Instructions for the task -> Without the pictures, reproduce the records that follow exactly.

Supplied entries ->

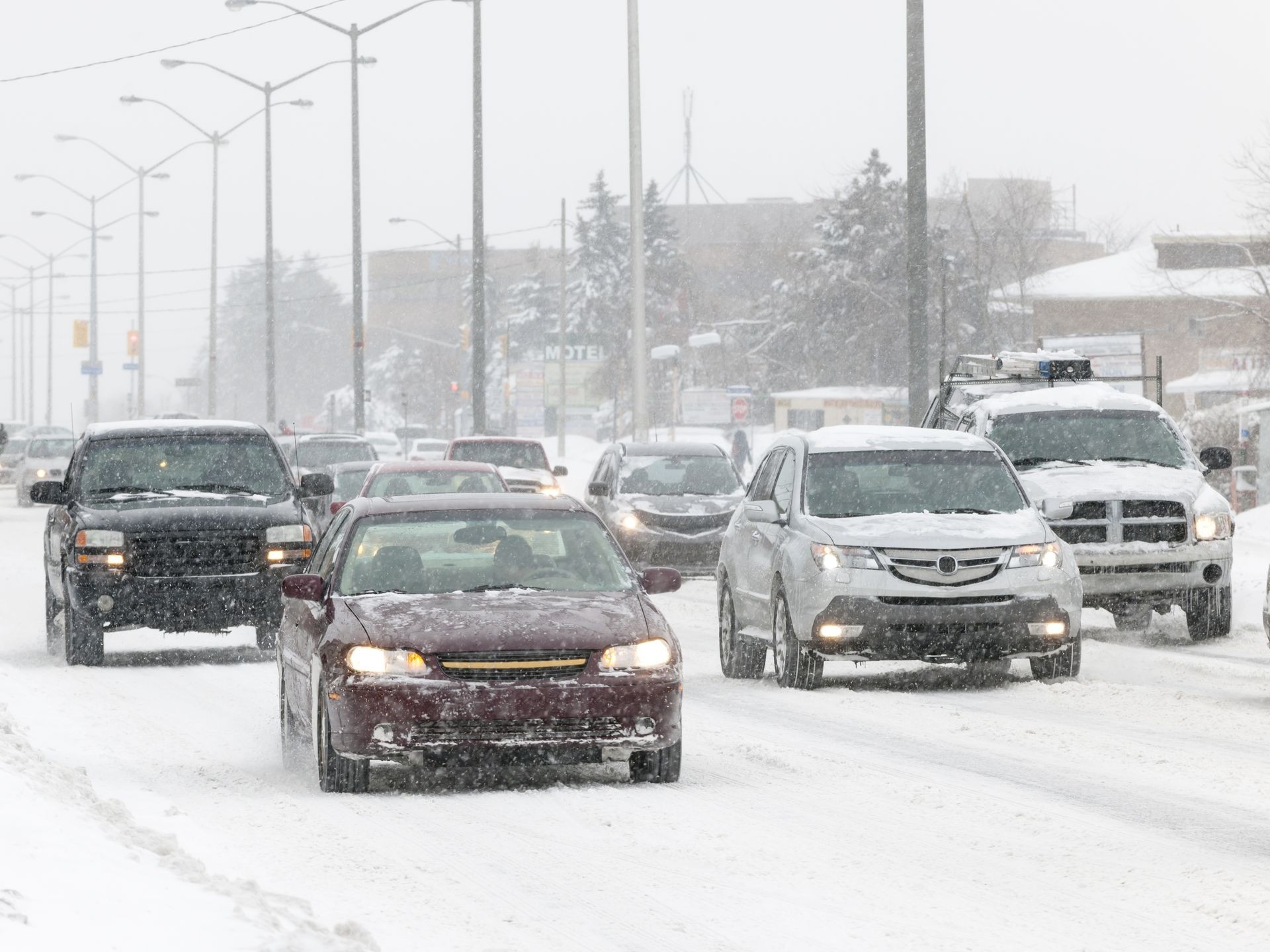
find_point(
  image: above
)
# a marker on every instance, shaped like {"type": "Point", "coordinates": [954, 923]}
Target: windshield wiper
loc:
{"type": "Point", "coordinates": [505, 587]}
{"type": "Point", "coordinates": [1029, 461]}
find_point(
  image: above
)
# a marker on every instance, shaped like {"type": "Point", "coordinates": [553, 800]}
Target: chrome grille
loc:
{"type": "Point", "coordinates": [922, 565]}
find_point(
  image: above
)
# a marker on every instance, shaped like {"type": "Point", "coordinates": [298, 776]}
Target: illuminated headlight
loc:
{"type": "Point", "coordinates": [365, 659]}
{"type": "Point", "coordinates": [654, 653]}
{"type": "Point", "coordinates": [829, 557]}
{"type": "Point", "coordinates": [1048, 555]}
{"type": "Point", "coordinates": [1209, 526]}
{"type": "Point", "coordinates": [99, 539]}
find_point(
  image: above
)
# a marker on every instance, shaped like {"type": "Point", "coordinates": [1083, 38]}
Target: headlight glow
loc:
{"type": "Point", "coordinates": [829, 557]}
{"type": "Point", "coordinates": [1047, 555]}
{"type": "Point", "coordinates": [1209, 526]}
{"type": "Point", "coordinates": [367, 659]}
{"type": "Point", "coordinates": [654, 653]}
{"type": "Point", "coordinates": [288, 534]}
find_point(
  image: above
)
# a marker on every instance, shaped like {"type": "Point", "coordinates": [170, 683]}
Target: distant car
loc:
{"type": "Point", "coordinates": [524, 462]}
{"type": "Point", "coordinates": [667, 503]}
{"type": "Point", "coordinates": [494, 623]}
{"type": "Point", "coordinates": [429, 448]}
{"type": "Point", "coordinates": [46, 459]}
{"type": "Point", "coordinates": [386, 444]}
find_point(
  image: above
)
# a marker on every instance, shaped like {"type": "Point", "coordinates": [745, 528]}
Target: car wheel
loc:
{"type": "Point", "coordinates": [795, 666]}
{"type": "Point", "coordinates": [51, 610]}
{"type": "Point", "coordinates": [1208, 615]}
{"type": "Point", "coordinates": [1132, 619]}
{"type": "Point", "coordinates": [335, 772]}
{"type": "Point", "coordinates": [1061, 664]}
{"type": "Point", "coordinates": [84, 640]}
{"type": "Point", "coordinates": [657, 766]}
{"type": "Point", "coordinates": [738, 655]}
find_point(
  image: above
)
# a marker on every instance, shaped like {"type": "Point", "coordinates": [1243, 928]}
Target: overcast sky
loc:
{"type": "Point", "coordinates": [1141, 103]}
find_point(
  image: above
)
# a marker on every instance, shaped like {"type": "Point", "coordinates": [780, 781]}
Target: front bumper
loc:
{"type": "Point", "coordinates": [588, 719]}
{"type": "Point", "coordinates": [212, 603]}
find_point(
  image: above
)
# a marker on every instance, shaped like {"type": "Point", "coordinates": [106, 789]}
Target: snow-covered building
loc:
{"type": "Point", "coordinates": [1202, 302]}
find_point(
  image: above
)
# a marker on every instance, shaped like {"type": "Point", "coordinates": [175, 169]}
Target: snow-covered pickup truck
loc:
{"type": "Point", "coordinates": [1147, 530]}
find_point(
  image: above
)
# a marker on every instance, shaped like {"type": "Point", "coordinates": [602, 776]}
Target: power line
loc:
{"type": "Point", "coordinates": [163, 48]}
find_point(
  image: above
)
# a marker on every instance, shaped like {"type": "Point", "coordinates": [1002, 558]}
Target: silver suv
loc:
{"type": "Point", "coordinates": [893, 543]}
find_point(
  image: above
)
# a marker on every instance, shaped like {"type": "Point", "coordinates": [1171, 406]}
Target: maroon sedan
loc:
{"type": "Point", "coordinates": [437, 626]}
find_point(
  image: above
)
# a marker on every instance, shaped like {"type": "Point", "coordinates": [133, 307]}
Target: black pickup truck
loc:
{"type": "Point", "coordinates": [172, 524]}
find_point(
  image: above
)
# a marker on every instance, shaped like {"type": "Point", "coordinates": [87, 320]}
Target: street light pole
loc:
{"type": "Point", "coordinates": [639, 344]}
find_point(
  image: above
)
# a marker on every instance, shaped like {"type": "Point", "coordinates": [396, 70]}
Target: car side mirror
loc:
{"type": "Point", "coordinates": [1216, 457]}
{"type": "Point", "coordinates": [48, 493]}
{"type": "Point", "coordinates": [1057, 509]}
{"type": "Point", "coordinates": [659, 580]}
{"type": "Point", "coordinates": [317, 484]}
{"type": "Point", "coordinates": [762, 510]}
{"type": "Point", "coordinates": [308, 588]}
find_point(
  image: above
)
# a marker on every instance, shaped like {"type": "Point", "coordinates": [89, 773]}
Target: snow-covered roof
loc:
{"type": "Point", "coordinates": [1093, 395]}
{"type": "Point", "coordinates": [850, 437]}
{"type": "Point", "coordinates": [1136, 274]}
{"type": "Point", "coordinates": [896, 394]}
{"type": "Point", "coordinates": [1226, 381]}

Expected output ->
find_point(
  image: above
)
# a marker on every instance, shaped like {"type": "Point", "coordinates": [954, 923]}
Target: windshield wiper
loc:
{"type": "Point", "coordinates": [505, 587]}
{"type": "Point", "coordinates": [1029, 461]}
find_point(
  image: above
)
# a marker on every instance, shaped like {"type": "Point", "coordinates": [553, 800]}
Target: chrome grille
loc:
{"type": "Point", "coordinates": [922, 565]}
find_point(
  image: above
)
# a marker on every instance, shaped like {"type": "Point", "coordinates": [298, 776]}
Target: illuminated headlight
loc:
{"type": "Point", "coordinates": [365, 659]}
{"type": "Point", "coordinates": [654, 653]}
{"type": "Point", "coordinates": [829, 557]}
{"type": "Point", "coordinates": [1048, 555]}
{"type": "Point", "coordinates": [1209, 526]}
{"type": "Point", "coordinates": [99, 539]}
find_point(
  image: above
)
# a marker on every instance, shaped like {"type": "Point", "coordinates": [1083, 38]}
Target: headlight glow
loc:
{"type": "Point", "coordinates": [829, 557]}
{"type": "Point", "coordinates": [1047, 555]}
{"type": "Point", "coordinates": [1209, 526]}
{"type": "Point", "coordinates": [367, 659]}
{"type": "Point", "coordinates": [654, 653]}
{"type": "Point", "coordinates": [288, 534]}
find_point(
  image: above
)
# a marker on every instance, shaped like {"type": "Point", "coordinates": [170, 683]}
Target: distant car
loc:
{"type": "Point", "coordinates": [524, 462]}
{"type": "Point", "coordinates": [667, 503]}
{"type": "Point", "coordinates": [494, 623]}
{"type": "Point", "coordinates": [429, 448]}
{"type": "Point", "coordinates": [46, 459]}
{"type": "Point", "coordinates": [386, 444]}
find_point(
  image: above
)
# a marker on every instance, shaped like {"type": "Point", "coordinates": [745, 528]}
Target: car wheel
loc:
{"type": "Point", "coordinates": [795, 666]}
{"type": "Point", "coordinates": [51, 610]}
{"type": "Point", "coordinates": [1208, 615]}
{"type": "Point", "coordinates": [1132, 619]}
{"type": "Point", "coordinates": [335, 772]}
{"type": "Point", "coordinates": [1061, 664]}
{"type": "Point", "coordinates": [84, 640]}
{"type": "Point", "coordinates": [657, 766]}
{"type": "Point", "coordinates": [738, 655]}
find_point(
  image: above
)
# a marker on every instance, shaped like {"type": "Point", "coordinates": [1243, 928]}
Target: overcast sky
loc:
{"type": "Point", "coordinates": [1141, 103]}
find_point(
  image: above
)
# a marker on every instance, shaped like {"type": "Point", "coordinates": [780, 781]}
Target: front bumper
loc:
{"type": "Point", "coordinates": [588, 719]}
{"type": "Point", "coordinates": [212, 603]}
find_point(
  image: above
)
# a marker on every instance, shaped like {"type": "Point", "coordinates": [106, 789]}
Target: snow-covered building
loc:
{"type": "Point", "coordinates": [1202, 302]}
find_point(
  image: above
)
# a marker on every instance, shaped like {"type": "Point", "coordinates": [175, 169]}
Target: snow-covered pickup truck
loc:
{"type": "Point", "coordinates": [1147, 530]}
find_point(
  image: above
)
# a marker on every instance, shaped like {"type": "Point", "coordinates": [602, 776]}
Target: power line
loc:
{"type": "Point", "coordinates": [163, 48]}
find_point(
  image: above
)
# a marker on every instance, shaped like {"type": "Point", "coordinates": [1002, 558]}
Target: silver suv
loc:
{"type": "Point", "coordinates": [893, 543]}
find_point(
  image: above
)
# a marker on every instance, shaped like {"type": "Point", "coordinates": [1171, 406]}
Target: maroon sedan
loc:
{"type": "Point", "coordinates": [437, 626]}
find_point(
  image: above
)
# a marker on every instance, shaped like {"type": "Point", "coordinates": [133, 307]}
Target: black pickup truck
loc:
{"type": "Point", "coordinates": [172, 524]}
find_point(
  image: above
)
# a marker on every instance, shaped like {"type": "Point", "coordinates": [87, 320]}
Target: street light pole
loc:
{"type": "Point", "coordinates": [639, 344]}
find_point(
  image: above
)
# a marker on every instance, shaped like {"type": "Point", "coordinates": [396, 70]}
Target: car side mirror
loc:
{"type": "Point", "coordinates": [1216, 457]}
{"type": "Point", "coordinates": [48, 493]}
{"type": "Point", "coordinates": [1057, 509]}
{"type": "Point", "coordinates": [659, 580]}
{"type": "Point", "coordinates": [317, 484]}
{"type": "Point", "coordinates": [762, 510]}
{"type": "Point", "coordinates": [308, 588]}
find_point(
  image: above
)
# a marker on every instance, shaped like {"type": "Point", "coordinates": [89, 773]}
Target: snow-covered roof
loc:
{"type": "Point", "coordinates": [1093, 395]}
{"type": "Point", "coordinates": [850, 437]}
{"type": "Point", "coordinates": [1136, 274]}
{"type": "Point", "coordinates": [896, 394]}
{"type": "Point", "coordinates": [1226, 381]}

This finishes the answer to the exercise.